_Aangehaalde tekst_.
Voorrecht ter zake van vergoeding van de schade
3:287 BW:Indien iemand een vordering tot schadevergoeding op iemand heeft, kan die schuldenaar hiervoor verzekerd zijn. Die schuldenaar heeft daarmee zo weer een vordering op zijn verzekeraar. De wet probeert hier te bewerkstelligen dat het geld uit deze vorderingen daadwerkelijk bij de gedupeerde terecht komt. De vordering tot schadevergoeding kent namelijk een voorrecht op de vordering van de schuldenaar op zijn verzekeraar.
Zaaksvervanging bij bijzondere voorrechten
Een voorrecht op een bepaald goed strekt zich mede uit over vorderingen tot vergoedingen die in de plaats van dat goed zijn getreden, waaronder begrepen vorderingen ter zake van waardevermindering van het goed.
Surseance van betaling
heeft tot gevolg dat een schuldenaar gedurende enige tijd niet tot betaling van zijn schulden kan worden gedwongen. Deze verplichting is tijdelijk opgeschort (uitstel van betaling).

_Rijen_.
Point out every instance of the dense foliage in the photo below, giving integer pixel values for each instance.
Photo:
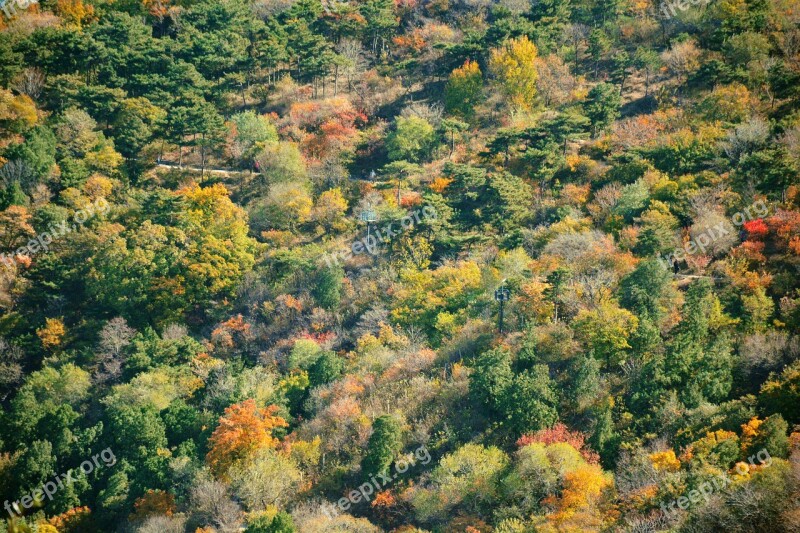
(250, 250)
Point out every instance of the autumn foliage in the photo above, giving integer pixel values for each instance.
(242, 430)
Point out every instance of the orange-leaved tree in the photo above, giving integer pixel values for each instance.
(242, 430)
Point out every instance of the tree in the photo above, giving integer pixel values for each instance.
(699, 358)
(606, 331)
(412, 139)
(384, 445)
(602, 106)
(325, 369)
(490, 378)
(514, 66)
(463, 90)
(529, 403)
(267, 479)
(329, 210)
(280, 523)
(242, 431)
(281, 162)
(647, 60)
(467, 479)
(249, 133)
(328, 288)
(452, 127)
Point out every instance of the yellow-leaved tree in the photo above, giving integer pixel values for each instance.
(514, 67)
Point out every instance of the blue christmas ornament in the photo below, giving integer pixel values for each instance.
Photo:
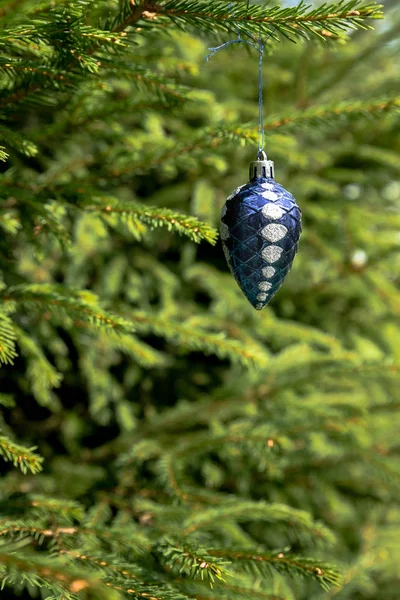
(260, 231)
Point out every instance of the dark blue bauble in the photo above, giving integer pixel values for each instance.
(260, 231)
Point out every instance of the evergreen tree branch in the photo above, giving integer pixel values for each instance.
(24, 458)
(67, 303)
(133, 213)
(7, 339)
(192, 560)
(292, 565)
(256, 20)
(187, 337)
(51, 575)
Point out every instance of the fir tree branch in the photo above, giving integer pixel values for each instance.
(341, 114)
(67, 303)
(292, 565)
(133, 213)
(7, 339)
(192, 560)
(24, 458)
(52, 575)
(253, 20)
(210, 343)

--

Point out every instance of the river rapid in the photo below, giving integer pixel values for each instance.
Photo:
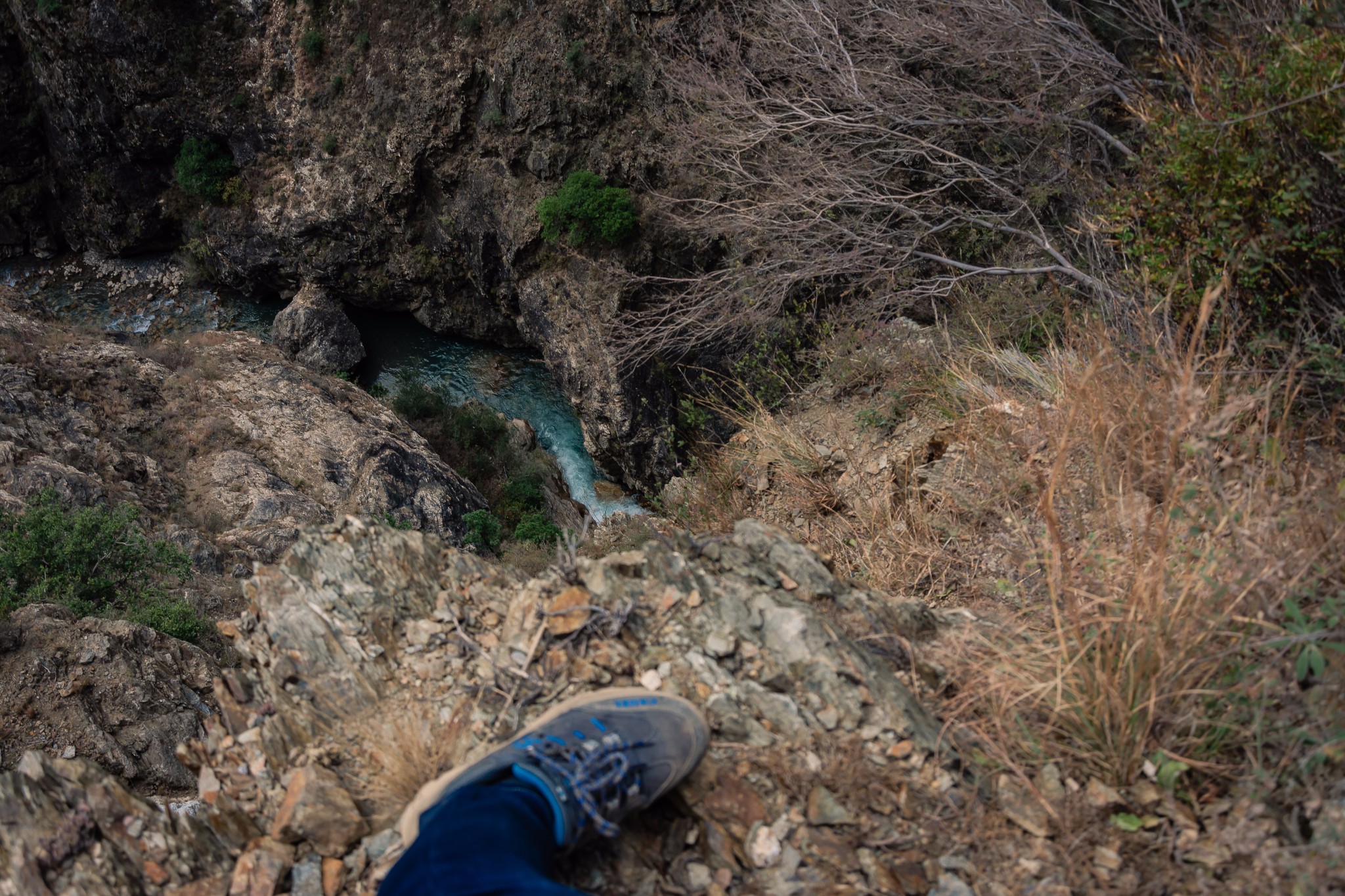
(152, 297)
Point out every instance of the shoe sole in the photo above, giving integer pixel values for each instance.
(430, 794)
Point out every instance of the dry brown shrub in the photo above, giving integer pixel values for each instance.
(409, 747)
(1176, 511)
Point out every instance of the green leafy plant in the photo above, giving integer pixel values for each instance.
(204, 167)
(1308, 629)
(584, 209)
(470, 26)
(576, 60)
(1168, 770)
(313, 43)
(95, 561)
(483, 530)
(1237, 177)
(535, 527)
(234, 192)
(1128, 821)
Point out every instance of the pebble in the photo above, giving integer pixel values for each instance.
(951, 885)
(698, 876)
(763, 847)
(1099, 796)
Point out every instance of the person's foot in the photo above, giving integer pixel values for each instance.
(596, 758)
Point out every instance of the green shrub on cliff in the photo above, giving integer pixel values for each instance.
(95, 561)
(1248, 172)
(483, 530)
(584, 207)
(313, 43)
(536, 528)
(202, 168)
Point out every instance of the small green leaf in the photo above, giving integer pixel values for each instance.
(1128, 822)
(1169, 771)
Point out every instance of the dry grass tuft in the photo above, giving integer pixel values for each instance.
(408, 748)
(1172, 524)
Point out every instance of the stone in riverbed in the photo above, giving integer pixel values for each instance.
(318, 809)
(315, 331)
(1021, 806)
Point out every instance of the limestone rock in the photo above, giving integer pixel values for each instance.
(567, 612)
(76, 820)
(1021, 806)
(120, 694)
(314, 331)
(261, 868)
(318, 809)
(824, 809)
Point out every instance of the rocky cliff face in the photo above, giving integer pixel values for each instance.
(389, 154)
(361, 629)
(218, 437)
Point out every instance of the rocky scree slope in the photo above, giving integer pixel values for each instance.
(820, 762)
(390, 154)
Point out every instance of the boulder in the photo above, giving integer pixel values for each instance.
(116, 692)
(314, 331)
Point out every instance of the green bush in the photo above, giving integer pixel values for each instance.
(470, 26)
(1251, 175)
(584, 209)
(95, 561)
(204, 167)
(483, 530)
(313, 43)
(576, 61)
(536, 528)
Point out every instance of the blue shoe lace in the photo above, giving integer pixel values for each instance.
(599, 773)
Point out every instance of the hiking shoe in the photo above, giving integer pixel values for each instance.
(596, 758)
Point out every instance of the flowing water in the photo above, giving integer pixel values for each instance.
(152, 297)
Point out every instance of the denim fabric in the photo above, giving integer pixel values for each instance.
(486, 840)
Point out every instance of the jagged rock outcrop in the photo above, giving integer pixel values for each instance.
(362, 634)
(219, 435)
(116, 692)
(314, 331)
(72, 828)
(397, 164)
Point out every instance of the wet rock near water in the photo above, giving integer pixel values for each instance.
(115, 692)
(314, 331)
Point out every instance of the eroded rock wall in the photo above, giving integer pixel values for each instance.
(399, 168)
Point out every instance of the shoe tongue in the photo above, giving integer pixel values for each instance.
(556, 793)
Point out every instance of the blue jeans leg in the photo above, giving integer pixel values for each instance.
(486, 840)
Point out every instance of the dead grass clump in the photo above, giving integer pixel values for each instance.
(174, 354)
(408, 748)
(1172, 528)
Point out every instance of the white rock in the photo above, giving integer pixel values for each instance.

---

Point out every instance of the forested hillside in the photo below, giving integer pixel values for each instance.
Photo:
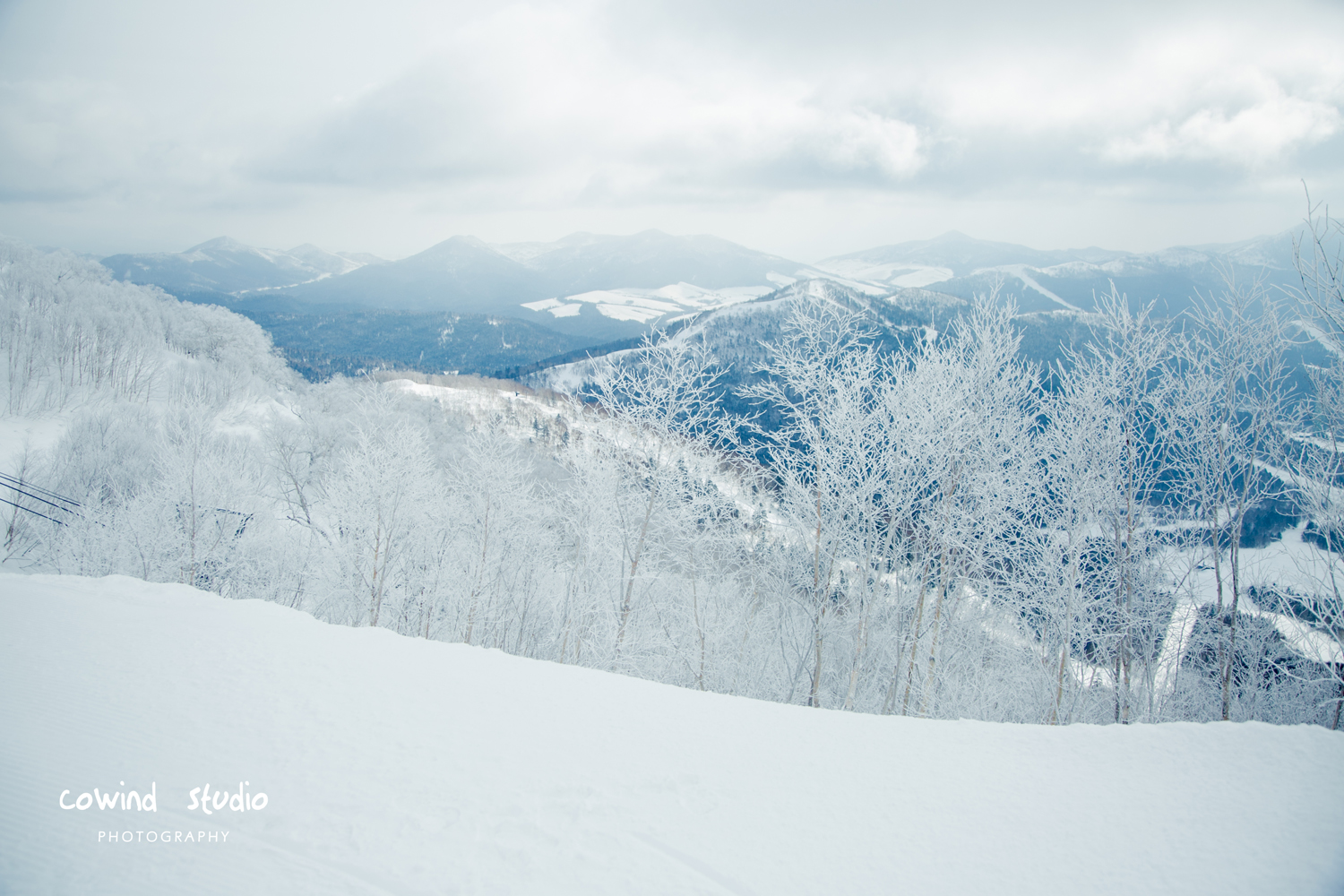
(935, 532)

_Opdracht_.
Breid de aangehaalde tekst over voorrechten en surseance van betaling uit door verder te schrijven na de laatste zin.

_Antwoord_.
Schuldsaneringsregeling
De schuldsaneringsregeling biedt die schuldenaren de kans om na verloop van zekere tijd met een schone lei te beginnen: de vorderingen van de schuldeisers worden omgezet in natuurlijke verbintenissen. Zij zijn dan niet langer
afdwingbaar (art. 358 Fw). In tegenstelling tot het faillissement staat de schuldsaneringsregeling alleen open voor natuurlijke personen (art. 284 lid 1 Fw).
Staat van insolventie
Art. 173 Fw: Wanneer de schuldenaar geen akkoord biedt aan het proces-verbaal van de verificatievergadering, verkeert de boedel in staat van insolventie. De schulden van de schuldenaar staan rechtens vast en zijn niet voldaan. Het faillissement gaat over in de executoriale fase en de goederen van de schuldenaar worden uitgewonnen en de opbrengst wordt verdeeld
Bij surseance van betaling zijn de vorderingen niet meer afdwingbaar, welke wel?
O.g.v. art. 232 Fw werkt surseance van betaling niet tegenover vorderingen waar voorrang bij bestaat. Crediteuren zoals pand en hypotheek kunnen de surseance negeren en hun rechten gewoon uitoefenen.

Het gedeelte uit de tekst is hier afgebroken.